→ **Challenge**: Select each line of the material that contains the word "target", and copy those lines.

→ **Data entries**:
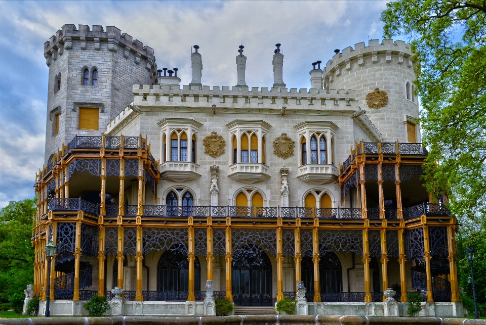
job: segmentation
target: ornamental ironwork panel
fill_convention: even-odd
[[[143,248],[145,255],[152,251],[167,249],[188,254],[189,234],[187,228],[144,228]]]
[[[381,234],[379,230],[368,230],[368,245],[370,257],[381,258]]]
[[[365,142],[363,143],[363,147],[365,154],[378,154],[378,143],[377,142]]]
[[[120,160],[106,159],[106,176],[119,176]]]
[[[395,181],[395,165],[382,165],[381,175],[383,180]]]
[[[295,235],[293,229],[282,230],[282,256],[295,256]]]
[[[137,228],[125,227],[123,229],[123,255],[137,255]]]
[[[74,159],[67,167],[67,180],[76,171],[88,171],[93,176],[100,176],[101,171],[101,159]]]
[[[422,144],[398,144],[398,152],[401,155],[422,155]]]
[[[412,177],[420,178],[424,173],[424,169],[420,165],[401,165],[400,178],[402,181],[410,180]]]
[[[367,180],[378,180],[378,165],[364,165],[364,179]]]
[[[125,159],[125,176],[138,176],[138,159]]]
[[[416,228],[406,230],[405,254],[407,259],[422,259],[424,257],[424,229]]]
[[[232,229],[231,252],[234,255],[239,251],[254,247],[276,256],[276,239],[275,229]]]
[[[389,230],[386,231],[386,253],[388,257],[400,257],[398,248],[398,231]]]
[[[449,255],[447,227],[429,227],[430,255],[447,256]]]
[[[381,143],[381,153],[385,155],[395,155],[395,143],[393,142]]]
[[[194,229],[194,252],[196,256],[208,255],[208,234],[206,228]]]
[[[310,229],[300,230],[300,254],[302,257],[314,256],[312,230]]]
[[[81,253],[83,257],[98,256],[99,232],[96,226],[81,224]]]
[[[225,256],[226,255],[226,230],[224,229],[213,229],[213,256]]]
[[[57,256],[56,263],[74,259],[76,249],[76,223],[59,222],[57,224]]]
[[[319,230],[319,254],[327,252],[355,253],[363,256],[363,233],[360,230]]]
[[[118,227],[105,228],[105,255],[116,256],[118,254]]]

---

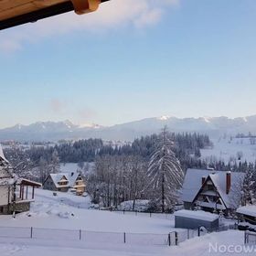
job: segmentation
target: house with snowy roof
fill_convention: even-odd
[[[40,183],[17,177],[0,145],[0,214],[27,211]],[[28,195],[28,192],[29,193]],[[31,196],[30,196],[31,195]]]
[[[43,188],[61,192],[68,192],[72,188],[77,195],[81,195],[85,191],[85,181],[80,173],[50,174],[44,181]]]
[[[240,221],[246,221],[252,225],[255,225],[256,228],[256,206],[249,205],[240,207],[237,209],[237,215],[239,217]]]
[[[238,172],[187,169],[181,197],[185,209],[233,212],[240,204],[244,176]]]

* * *

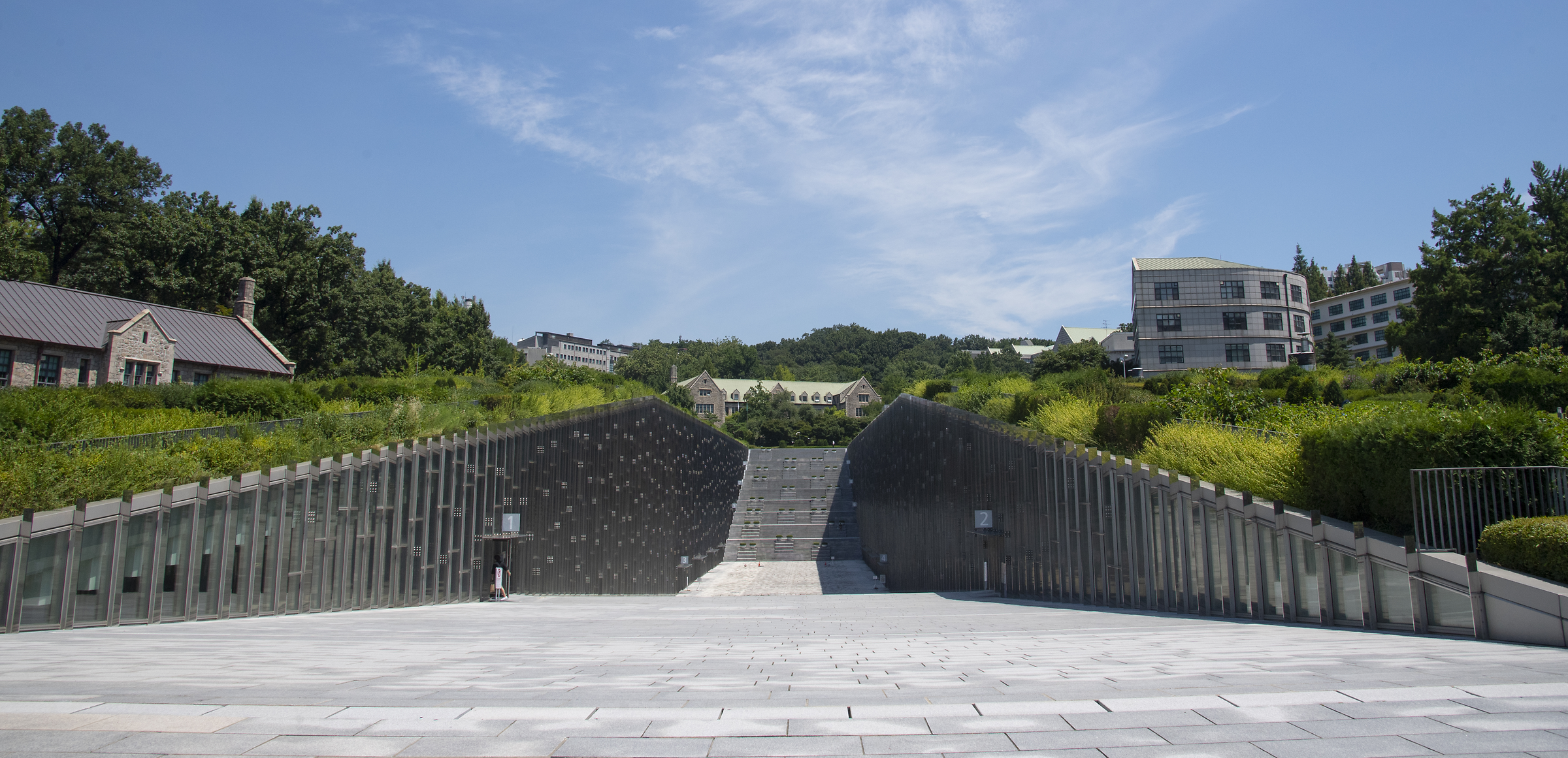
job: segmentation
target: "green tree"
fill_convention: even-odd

→ **Answer to the exercise**:
target: ornamental ironwork panel
target: house with snowy roof
target: "green tree"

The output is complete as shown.